Copy all of the following data verbatim, line for line.

──────── Data for this task ────────

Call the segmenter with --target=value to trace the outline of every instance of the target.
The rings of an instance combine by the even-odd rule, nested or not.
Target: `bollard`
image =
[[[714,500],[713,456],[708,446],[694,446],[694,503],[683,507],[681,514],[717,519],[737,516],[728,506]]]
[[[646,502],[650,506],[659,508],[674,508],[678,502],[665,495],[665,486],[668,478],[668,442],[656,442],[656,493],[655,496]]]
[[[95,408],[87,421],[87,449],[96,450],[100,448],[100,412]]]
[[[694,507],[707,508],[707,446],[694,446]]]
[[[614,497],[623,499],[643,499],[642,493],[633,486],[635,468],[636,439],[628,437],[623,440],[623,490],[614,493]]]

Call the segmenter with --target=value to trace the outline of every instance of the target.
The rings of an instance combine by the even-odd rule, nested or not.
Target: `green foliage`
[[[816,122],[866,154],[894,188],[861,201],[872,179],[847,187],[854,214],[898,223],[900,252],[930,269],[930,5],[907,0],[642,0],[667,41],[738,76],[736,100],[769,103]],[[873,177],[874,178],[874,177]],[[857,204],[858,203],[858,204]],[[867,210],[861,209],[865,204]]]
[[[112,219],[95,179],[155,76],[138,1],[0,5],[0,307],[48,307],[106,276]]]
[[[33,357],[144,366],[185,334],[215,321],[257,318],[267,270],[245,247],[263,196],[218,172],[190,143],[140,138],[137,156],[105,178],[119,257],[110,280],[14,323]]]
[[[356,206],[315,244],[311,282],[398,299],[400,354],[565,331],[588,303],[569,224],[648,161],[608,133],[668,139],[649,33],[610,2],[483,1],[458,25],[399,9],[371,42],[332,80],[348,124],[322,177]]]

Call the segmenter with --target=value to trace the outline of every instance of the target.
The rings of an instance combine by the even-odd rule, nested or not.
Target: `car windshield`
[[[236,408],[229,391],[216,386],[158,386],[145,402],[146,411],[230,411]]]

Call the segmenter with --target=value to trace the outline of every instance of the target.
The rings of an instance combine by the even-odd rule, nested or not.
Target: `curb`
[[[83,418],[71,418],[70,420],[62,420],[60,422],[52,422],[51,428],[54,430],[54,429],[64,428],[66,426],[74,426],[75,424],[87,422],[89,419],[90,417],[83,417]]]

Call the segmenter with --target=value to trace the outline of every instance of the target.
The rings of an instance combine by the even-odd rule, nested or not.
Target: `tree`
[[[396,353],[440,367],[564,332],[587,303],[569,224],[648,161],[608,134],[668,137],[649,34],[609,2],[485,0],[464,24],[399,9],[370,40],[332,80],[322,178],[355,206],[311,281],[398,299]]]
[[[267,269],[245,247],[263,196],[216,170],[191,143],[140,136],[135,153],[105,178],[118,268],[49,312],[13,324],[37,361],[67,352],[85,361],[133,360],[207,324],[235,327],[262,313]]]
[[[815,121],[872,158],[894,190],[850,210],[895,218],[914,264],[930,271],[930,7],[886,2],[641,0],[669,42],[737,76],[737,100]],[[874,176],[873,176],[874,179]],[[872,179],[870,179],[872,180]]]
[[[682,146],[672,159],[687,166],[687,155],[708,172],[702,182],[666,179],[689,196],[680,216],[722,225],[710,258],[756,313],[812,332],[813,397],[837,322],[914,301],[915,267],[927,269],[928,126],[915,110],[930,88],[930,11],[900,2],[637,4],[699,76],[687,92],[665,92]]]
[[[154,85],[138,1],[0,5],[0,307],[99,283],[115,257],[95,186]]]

────────

### Task answer
Call the segmenter with --target=value to trace the outline of every instance of the target.
The rings of an instance combine by the even-odd rule, nested or not.
Target: `bollard`
image =
[[[714,500],[713,456],[708,446],[694,446],[694,503],[683,507],[681,514],[717,519],[737,516],[728,506]]]
[[[646,502],[650,506],[659,508],[674,508],[678,502],[665,495],[665,486],[668,478],[668,442],[656,442],[656,493],[655,496]]]
[[[95,408],[87,421],[87,449],[96,450],[100,448],[100,412]]]
[[[694,507],[707,508],[707,446],[694,446]]]
[[[614,497],[623,499],[643,499],[642,493],[633,486],[635,468],[636,439],[628,437],[623,440],[623,490],[614,493]]]

Call the segmenter with --target=value to trace the outline of every instance of the target.
The rings of an instance combine by the even-odd rule, nested or not.
Target: `green foliage`
[[[816,122],[866,154],[894,188],[861,201],[872,179],[847,187],[854,214],[898,223],[900,252],[930,269],[930,5],[907,0],[642,0],[667,41],[738,76],[736,100],[769,103]],[[873,177],[874,178],[874,177]],[[857,204],[858,203],[858,204]],[[867,210],[861,209],[865,204]]]
[[[112,219],[95,179],[155,76],[138,1],[0,5],[0,307],[48,307],[106,276]]]
[[[33,357],[144,366],[185,334],[215,321],[257,318],[267,270],[245,247],[263,196],[218,172],[190,143],[140,138],[137,156],[105,178],[119,257],[110,280],[14,323]]]
[[[356,206],[315,244],[311,282],[398,299],[400,354],[565,331],[588,303],[569,224],[648,161],[608,133],[668,139],[649,33],[610,2],[483,1],[458,25],[399,9],[371,42],[332,80],[348,124],[322,177]]]

Call the segmenter with --target=value to trace the outline of every instance of the target.
The rings of an instance combine by the even-odd rule, nested or not.
Target: `car windshield`
[[[236,408],[229,391],[216,386],[158,386],[145,402],[146,411],[230,411]]]

Call the segmenter with --target=value to trace the outline of every instance of the target.
The rings of an instance combine by the even-odd rule, nested or not.
Target: `curb`
[[[83,418],[71,418],[70,420],[62,420],[60,422],[52,422],[51,428],[54,430],[54,429],[64,428],[66,426],[74,426],[75,424],[87,422],[89,419],[90,417],[83,417]]]

Call the segmenter with --target=value to trace the outline of every instance of the target.
The rings of an instance combine by the even-odd rule, nested or not.
Target: `tree`
[[[396,353],[440,367],[564,332],[587,303],[569,224],[648,161],[608,134],[668,137],[649,34],[609,2],[485,0],[464,24],[399,9],[370,40],[332,80],[322,178],[355,206],[311,281],[398,299]]]
[[[267,269],[245,247],[263,196],[216,170],[191,143],[140,136],[135,153],[105,178],[118,268],[49,312],[13,324],[37,361],[67,352],[85,361],[133,360],[207,324],[235,327],[262,313]]]
[[[815,121],[872,158],[894,190],[850,210],[895,218],[914,264],[930,271],[930,7],[886,2],[641,0],[669,42],[737,76],[737,100]],[[874,176],[873,176],[874,179]],[[872,179],[870,179],[872,180]]]
[[[682,146],[672,159],[687,166],[687,155],[708,172],[702,182],[666,179],[689,196],[680,216],[722,225],[710,258],[756,313],[812,332],[813,397],[837,322],[914,301],[915,267],[927,269],[928,126],[915,110],[930,88],[930,11],[900,2],[637,4],[699,76],[687,92],[665,92]]]
[[[154,85],[138,1],[0,5],[0,307],[99,283],[115,257],[95,186]]]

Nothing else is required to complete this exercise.